#### Exercise aim
Convert every line of the items below into a numbered list, omitting any blank lines.
++++ Data section
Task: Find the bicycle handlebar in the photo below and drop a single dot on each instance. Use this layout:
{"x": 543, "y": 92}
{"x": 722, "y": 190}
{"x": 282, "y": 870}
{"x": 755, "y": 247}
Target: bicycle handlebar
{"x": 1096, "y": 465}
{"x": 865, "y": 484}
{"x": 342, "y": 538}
++++++++
#### Solved problem
1. Task: Find the bicycle handlebar in the photo below and drop a single dot on each instance. Use this layout:
2. {"x": 543, "y": 92}
3. {"x": 722, "y": 190}
4. {"x": 282, "y": 870}
5. {"x": 755, "y": 247}
6. Target: bicycle handlebar
7. {"x": 1096, "y": 465}
8. {"x": 865, "y": 484}
9. {"x": 342, "y": 538}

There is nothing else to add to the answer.